++++ DATA SHOWN ++++
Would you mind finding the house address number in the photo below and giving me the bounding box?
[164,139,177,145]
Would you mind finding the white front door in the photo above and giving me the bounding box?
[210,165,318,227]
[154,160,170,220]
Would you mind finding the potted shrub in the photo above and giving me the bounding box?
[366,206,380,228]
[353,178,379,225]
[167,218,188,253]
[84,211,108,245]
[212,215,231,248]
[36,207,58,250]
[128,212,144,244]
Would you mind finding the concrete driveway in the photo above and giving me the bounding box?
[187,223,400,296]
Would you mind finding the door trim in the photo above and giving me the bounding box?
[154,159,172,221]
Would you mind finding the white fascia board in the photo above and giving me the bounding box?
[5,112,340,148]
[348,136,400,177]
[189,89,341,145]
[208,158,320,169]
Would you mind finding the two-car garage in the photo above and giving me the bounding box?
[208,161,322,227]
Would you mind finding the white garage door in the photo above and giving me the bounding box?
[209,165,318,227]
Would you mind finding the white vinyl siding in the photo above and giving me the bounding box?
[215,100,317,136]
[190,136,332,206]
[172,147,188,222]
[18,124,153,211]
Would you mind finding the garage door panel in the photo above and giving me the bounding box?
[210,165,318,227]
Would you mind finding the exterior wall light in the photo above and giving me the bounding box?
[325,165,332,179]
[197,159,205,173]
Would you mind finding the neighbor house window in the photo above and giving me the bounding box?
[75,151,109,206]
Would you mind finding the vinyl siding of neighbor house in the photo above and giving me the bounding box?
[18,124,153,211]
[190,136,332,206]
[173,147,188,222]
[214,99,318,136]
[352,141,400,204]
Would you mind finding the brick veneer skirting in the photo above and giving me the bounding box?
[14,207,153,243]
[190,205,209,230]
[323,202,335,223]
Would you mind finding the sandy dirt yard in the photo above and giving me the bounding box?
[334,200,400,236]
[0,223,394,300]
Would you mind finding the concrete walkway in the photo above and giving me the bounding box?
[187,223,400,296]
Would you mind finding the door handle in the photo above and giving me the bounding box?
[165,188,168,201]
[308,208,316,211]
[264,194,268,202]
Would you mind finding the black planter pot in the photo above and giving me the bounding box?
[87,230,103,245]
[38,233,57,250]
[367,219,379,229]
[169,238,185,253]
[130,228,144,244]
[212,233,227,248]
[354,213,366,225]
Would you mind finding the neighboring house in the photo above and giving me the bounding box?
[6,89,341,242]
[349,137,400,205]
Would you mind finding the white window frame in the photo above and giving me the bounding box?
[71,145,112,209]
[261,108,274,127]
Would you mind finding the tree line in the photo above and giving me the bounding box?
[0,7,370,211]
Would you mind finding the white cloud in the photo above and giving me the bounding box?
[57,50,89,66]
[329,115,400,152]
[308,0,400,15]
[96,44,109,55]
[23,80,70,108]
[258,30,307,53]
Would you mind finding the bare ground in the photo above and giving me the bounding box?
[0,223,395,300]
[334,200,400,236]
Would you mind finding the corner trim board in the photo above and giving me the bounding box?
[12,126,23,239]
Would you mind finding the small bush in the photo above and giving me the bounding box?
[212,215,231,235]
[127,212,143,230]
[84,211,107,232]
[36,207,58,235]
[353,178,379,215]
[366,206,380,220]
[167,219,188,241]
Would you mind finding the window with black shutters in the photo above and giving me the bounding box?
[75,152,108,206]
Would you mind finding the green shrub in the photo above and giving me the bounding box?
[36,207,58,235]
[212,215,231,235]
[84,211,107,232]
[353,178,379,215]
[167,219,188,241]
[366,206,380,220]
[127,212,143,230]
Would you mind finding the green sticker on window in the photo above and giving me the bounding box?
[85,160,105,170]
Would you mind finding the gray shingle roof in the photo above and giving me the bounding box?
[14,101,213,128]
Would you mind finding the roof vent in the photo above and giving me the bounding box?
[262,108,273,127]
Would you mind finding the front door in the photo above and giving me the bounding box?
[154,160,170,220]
++++
- HOW TO COMPLETE THIS TASK -
An exact transcription of the data above is required.

- REPLY -
Would you mind finding the house address number in the photo below and giving me the bounding box?
[164,139,177,145]
Would you mind finding the white front door in the photo above and giving me the bounding box?
[210,165,318,227]
[154,160,170,220]
Would you mind finding the potted shrub in the photo above and giving me the bounding box?
[366,206,380,228]
[353,178,379,225]
[167,218,188,253]
[84,211,108,245]
[212,215,231,248]
[36,207,58,250]
[128,212,144,244]
Would you mind finding the concrete driveway in the photo above and giving me the bounding box?
[187,223,400,296]
Would you mind finding the door trim in the photo above and giving me the bounding box?
[154,159,172,221]
Would you mind finding the white fascia board in the photo above and giving me the bounding box?
[5,112,340,148]
[348,136,400,177]
[189,89,341,145]
[208,158,320,169]
Would you mind finding the two-car garage in the photo above and giving me the bounding box?
[208,161,322,227]
Would you mind finding the white garage door in the photo above and giving me the bounding box?
[209,165,318,227]
Would you mind finding the white vinyl siding in the photo above and giving me the bounding box?
[215,100,317,136]
[190,136,332,206]
[172,147,188,222]
[18,124,153,211]
Would you mind finding the garage door panel in the photo above and giving me the bounding box?
[210,165,318,227]
Would you mind finding the exterior wall light in the photo above and giving me the bounding box?
[325,165,332,179]
[197,159,205,173]
Would you mind finding the neighbor house window in the photo above and giving me the bounding box?
[75,151,109,206]
Would you mind finding the vinyl siding of neighbor house in the photo above and giving me the bounding box?
[18,124,153,211]
[190,136,332,206]
[173,147,188,222]
[214,99,318,136]
[352,141,400,204]
Would you mind finding the brick veneer skirting in the photo above and giving me the bounding box?
[14,207,153,243]
[190,205,209,230]
[323,202,335,223]
Would you mind finding the sandy dirt yard in the photo above and giving me the bounding box?
[334,200,400,236]
[0,223,394,300]
Would you mind finding the concrete walkway in the photo above and giving me the bounding box?
[187,223,400,296]
Would you mind finding the door handle in the photo above and giving me the bounding box?
[165,188,168,201]
[308,208,316,211]
[264,194,268,202]
Would you mind finding the black planter pot in the photo above and giving me the bounding box?
[87,230,103,245]
[38,233,57,250]
[367,219,379,229]
[169,238,185,253]
[130,228,144,244]
[212,233,227,248]
[354,213,366,225]
Would you mind finding the neighboring house in the photo above and giving me the bounding box?
[6,89,341,242]
[349,137,400,205]
Would you mind finding the white window frame in the photo above and giving me the bounding box?
[71,145,112,209]
[261,108,274,127]
Would you mind finding the tree line in the photo above and giving me the bounding box?
[0,7,370,211]
Would you mind finding the white cloud in the photo above and giving me the bounding box?
[57,50,89,66]
[329,115,400,152]
[308,0,400,15]
[96,44,109,55]
[23,80,70,108]
[258,30,307,53]
Would you mind finding the bare ground in the photo above and giving me the bounding box?
[0,223,395,300]
[334,200,400,236]
Would you mind finding the corner trim board in the photo above and giving me the bounding box?
[12,126,23,239]
Would you mind finding the small bush in the photo above and giving me the bounding box?
[212,215,231,235]
[127,212,143,230]
[84,211,107,232]
[36,207,58,235]
[353,178,379,215]
[366,206,380,220]
[167,219,188,241]
Would you mind finding the window with black shutters in the photo above and giving me the bounding box?
[75,152,108,206]
Would you mind finding the green shrub in the photo above and giving me the bounding box?
[36,207,58,235]
[212,215,231,235]
[84,211,107,232]
[353,178,379,215]
[167,219,188,241]
[366,206,380,220]
[127,212,143,230]
Would you mind finding the green sticker on window in the photo above and giving me the bounding box?
[85,160,105,170]
Would you mind finding the gray shingle roof in the photo above and giving me the bounding box?
[14,101,213,128]
Would you mind finding the roof vent in the photo above and giving me the bounding box?
[262,108,273,127]
Would you mind finding the front door in the photo above and giving me the bounding box?
[154,160,170,220]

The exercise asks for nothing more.